* Stated task *
Copy the rows below, changing each "field log" to "inspection report" and leaving everything else as it is.

——

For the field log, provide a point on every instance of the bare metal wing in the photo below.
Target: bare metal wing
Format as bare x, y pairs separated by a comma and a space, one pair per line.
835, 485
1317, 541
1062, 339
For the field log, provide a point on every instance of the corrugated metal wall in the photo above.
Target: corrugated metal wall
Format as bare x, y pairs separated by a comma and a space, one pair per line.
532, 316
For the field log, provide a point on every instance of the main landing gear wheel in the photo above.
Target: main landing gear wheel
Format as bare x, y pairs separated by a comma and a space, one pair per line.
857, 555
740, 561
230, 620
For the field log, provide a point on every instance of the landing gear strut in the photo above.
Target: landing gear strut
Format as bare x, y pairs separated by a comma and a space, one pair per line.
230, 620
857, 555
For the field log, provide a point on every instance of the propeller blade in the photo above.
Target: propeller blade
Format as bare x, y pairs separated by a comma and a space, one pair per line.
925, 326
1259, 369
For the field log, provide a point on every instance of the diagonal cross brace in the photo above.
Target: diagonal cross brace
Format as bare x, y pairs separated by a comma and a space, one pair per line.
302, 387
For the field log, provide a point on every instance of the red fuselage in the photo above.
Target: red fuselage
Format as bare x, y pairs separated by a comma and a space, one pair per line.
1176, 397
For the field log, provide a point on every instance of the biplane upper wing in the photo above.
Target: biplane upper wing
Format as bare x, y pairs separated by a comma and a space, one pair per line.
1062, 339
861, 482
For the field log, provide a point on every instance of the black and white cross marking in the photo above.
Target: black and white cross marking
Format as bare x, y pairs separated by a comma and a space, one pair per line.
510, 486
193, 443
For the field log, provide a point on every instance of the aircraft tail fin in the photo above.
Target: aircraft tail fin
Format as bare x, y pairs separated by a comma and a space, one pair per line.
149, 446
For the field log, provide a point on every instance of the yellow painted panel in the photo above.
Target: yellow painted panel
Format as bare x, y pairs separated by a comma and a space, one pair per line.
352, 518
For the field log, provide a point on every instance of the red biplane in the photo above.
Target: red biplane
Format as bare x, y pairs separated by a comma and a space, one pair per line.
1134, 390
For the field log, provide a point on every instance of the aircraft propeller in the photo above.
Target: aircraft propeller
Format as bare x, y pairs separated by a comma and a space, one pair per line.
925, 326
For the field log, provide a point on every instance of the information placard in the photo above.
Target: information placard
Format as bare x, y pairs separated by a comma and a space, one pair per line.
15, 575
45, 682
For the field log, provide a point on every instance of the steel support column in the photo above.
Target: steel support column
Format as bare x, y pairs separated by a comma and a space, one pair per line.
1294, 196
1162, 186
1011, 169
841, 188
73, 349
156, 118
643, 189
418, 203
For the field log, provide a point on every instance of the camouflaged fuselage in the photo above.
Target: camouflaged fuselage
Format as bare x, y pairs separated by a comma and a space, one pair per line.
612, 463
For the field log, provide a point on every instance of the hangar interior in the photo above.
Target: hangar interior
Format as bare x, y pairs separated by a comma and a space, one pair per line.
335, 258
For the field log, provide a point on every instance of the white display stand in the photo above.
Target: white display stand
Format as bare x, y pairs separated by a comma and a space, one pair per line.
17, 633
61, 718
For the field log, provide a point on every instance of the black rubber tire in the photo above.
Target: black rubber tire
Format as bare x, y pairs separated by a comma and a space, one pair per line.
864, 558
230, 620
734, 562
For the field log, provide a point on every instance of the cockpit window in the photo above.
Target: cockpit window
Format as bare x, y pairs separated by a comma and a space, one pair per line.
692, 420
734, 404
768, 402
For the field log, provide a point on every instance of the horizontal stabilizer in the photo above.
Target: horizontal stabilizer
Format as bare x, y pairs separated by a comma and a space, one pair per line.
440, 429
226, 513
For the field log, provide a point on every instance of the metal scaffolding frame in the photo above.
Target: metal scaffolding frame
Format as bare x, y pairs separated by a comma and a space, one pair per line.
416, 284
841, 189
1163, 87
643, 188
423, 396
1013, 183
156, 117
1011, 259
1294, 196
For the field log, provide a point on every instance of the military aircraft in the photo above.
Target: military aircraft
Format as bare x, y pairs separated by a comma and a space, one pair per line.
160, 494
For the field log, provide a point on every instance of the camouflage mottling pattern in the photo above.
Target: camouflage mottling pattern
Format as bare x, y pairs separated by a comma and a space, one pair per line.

——

* Expected output *
For the inspection report, provide a point on every instance of the bare metal wing in the photo below.
Target: bare metal wing
Format as bare x, y pairs separated by a comma and a space, one pair per line.
835, 485
1317, 541
1062, 339
For the inspection report, provide a point on every instance of the corrugated metal wall in the photo above.
Target: corrugated metal wall
Format as bare x, y pairs separated by a comma and a space, one pair per line.
532, 316
For the inspection report, provide a point on every instance of the main landing gear wheel in the photo above.
Target: main landing gear wheel
Format as bare x, y pairs separated by a comma and a space, one pair per line.
857, 555
740, 561
230, 620
For the inspection report, provide a point on every instance of the landing gear strut in the photo above.
Target: landing gear strut
Format as bare x, y pairs separated by a comma and a space, one pair per line.
230, 620
857, 555
For the inspection report, provide a point on every instance of the propeller blade in the photo above.
Target: propeller blade
Format as bare x, y pairs separated by a comma and a space, one pair per line.
925, 326
1259, 369
For the inspection report, provide a point on every instance of the diagonal cross brace in the photo above.
Target: diagonal cross brace
Format as bare x, y pairs separated by a comma and a space, one pair per line.
302, 387
For the inspection report, provide a point on every instance of the red fuselage in the photo above.
Target: red fuselage
Format as bare x, y pairs separated by a comma and a space, one pair per line.
1176, 397
For the inspection report, provide a point on every instance of the biplane upper wing in the photo above.
Target: biplane upper wing
Format as bare x, y pairs separated by a comma and a space, one pair per line.
1062, 339
861, 482
For the inspection report, provide a point on every instance of the black and white cross marking in the photo above.
Target: black and white cross marking
Format as bare x, y pairs separated by a comma and a space, one pair per line.
510, 486
193, 443
For the inspection report, provide a point on every instance of the aircraft tail fin in the photo above.
Target: aircraft tail fin
Format as bare x, y pairs separated by a comma and a space, one pair per line.
149, 446
For the inspection report, provide a point on every instance of the yellow painted panel in the photo above.
Target: yellow painted panel
Format as bare x, y pairs separated by a comma and a space, one pair per line.
352, 518
For the inspection report, provide a point on every instance of the red biplane in the photo above.
Target: red biplane
Format as bare x, y pairs separated by a comma and a space, one pair per line.
1134, 390
For the inspection report, provide a point on every instance of the aircraft propeller in the photo above.
Target: aircraft propeller
Format as bare x, y pairs separated by a comma and a space, one pair per line.
925, 326
For the inspection report, provide a point on every instance of the information placard in the photo above.
Target: information placard
Format as bare x, y pairs separated by a comma and a space, one pair per line.
15, 575
45, 682
For the inspection report, provide a point on every instance of the steel support column in the photo above.
Target: steel support column
Format as bare x, y pairs separated by a comma and a space, one pair per line.
1294, 196
1162, 186
1011, 169
841, 188
73, 349
156, 118
643, 189
418, 203
For the inspection report, provide a point on every instance of the camouflaged fuselage in the photo above.
Target: camouflaged fuselage
Format as bare x, y pairs separated by a comma and a space, one pair per line.
612, 463
For the inspection report, provide a point on every instance of the hangar interior in the photo above.
Target: hangar interior
Format as bare x, y pairs separated by a comma and a space, one pair per line.
335, 258
For the inspection report, provide a point on every instance of the white display stand in the photo above.
Target: white display stand
Format as bare x, y pairs separated by a comma and a space, one pair per line.
17, 633
61, 718
For the inspection report, provide a point on every instance of the black rubber tire in the photo above.
Target: black rubber tire
Format as bare x, y pairs separated by a comma and a space, one pair per line.
864, 558
230, 620
734, 562
For the inspection report, provide a point on every instance of the cockpit window in the photo above.
Target: cockpit window
Format as bare x, y pairs separated by a comma and a space, one pair per line.
692, 420
734, 404
768, 402
For the inspection report, provide a point on every instance of the horizontal stabilizer in the photo above.
Target: horizontal stabilizer
Format as bare x, y pairs separated by a comma and a space, one pair per line.
440, 429
226, 513
For the inspection report, provide a point on every instance of the metal scaffolding frame in the photo above.
Target: metal scaffolding frame
Format as bare x, y pairs separated by a comma and a space, one pair per line.
416, 284
841, 189
1163, 87
643, 188
423, 396
1013, 183
156, 117
1011, 259
1294, 196
For the inspection report, provide a point on every instance of the military aircraft in the photo above.
Target: military aircraft
Format as bare x, y pairs separated by a comma and a space, one pair per line.
160, 494
For the inspection report, provide a point on every instance of the camouflage mottling pattern in the photo above.
Target: camouflage mottling pattern
Format as bare x, y pairs separated by a comma and a space, one pair per line.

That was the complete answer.